Coordinate annotation entries:
=-=-=
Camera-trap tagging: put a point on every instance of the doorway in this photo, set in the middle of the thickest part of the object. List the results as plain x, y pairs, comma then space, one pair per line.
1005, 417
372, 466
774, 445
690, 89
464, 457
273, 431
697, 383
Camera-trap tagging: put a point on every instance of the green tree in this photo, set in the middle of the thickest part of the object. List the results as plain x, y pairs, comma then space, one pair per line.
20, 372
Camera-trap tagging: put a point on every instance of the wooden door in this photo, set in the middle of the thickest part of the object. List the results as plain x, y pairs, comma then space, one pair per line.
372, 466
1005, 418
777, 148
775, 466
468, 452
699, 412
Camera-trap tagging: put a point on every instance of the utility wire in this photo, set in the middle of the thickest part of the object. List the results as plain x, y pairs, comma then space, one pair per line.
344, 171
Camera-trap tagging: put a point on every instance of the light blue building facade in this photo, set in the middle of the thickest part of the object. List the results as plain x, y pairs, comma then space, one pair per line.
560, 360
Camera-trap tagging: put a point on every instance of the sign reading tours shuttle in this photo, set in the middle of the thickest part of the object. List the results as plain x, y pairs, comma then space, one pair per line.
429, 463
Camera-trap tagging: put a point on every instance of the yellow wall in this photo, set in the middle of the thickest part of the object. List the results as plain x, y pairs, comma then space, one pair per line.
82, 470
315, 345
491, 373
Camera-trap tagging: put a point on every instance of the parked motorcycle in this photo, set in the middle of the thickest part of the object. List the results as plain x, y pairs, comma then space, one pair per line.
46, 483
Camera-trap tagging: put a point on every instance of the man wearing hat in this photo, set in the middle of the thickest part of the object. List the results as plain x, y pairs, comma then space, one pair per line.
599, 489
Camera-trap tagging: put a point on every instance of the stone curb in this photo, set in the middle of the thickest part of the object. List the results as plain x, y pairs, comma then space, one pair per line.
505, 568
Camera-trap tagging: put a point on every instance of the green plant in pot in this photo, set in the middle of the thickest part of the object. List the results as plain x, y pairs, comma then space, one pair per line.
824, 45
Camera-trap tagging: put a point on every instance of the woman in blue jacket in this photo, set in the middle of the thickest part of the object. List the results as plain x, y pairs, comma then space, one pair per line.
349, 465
=-=-=
What the task asks:
Go through the records above and set each one down exactly, please.

Exercise answer:
Camera-trap tagging: put a point on every instance of the doorway in this photo, set in the middle of the thickest part of the object. List the results as plain x, y pairs, comma then space, one pair per line.
1005, 417
372, 466
774, 445
690, 89
464, 457
273, 431
697, 383
Camera-trap tagging: put a point on every instance of the green tree in this photo, set in the middle of the thickest part of the object. List the results as plain x, y pairs, comma then space, one pair per line.
20, 372
Camera-trap tagging: put a point on every instance of the wooden door in this photo, set in the middle of the thickest part of the object. List the results as plain x, y pairs, comma then space, one pair per line.
372, 466
1005, 418
777, 148
775, 466
468, 452
699, 412
Camera-trap tagging: put a point on every instance of the utility wire in this photo, set in the middle of the thickest part of the object. List the results as plain x, y pairs, comma then space, one pair per line.
344, 171
Camera-trap tagging: put a point on every instance of the light blue building facade in this photo, set in the middle of the thickest part of the object. List the results as plain x, y pairs, comma then space, one pair per line.
560, 360
Camera-trap tagging: put a point on every instance of the sign reading tours shuttle in this photo, set in the middle of the thickest part of the object. List the results as plain x, y pairs, comma then space, one pair per line.
429, 463
Camera-trap tagging: put a point on every instance of the yellow wall in this photo, set in the middle of the thickest part of the object. List the results as plain x, y pairs, comma then space, one pair per line.
82, 470
315, 345
491, 373
Camera-trap tagging: put a point on every instance of the parked motorcycle in this photo, set in the middle of the thickest part of the object. List the results as plain x, y pairs, comma then space, one pair per line.
46, 483
Camera-trap tagging: put a point on every instance of the man wearing hat in this photo, set in the middle of the thickest part of the object. List the results as plain x, y pairs, comma then space, one pair per line.
599, 489
Camera-trap tagging: put a point on every instance of the stone curb in this photo, set in the middle of the thickest part of the object. List the results as plain x, y pairs, comma then space, one pair per line.
505, 568
Camera-trap tagging: put a point on every instance of the green plant in pot in this photo, set in the middle of the thickest part of the object. List the results as plain x, y pairs, comma then space, one pair per line.
824, 45
Camera-trap tagging: put a point on every instance of the woman in blue jacket in this photo, set in the middle of the thickest part of the object. List the results as plain x, y pairs, comma then space, one pair per line.
349, 465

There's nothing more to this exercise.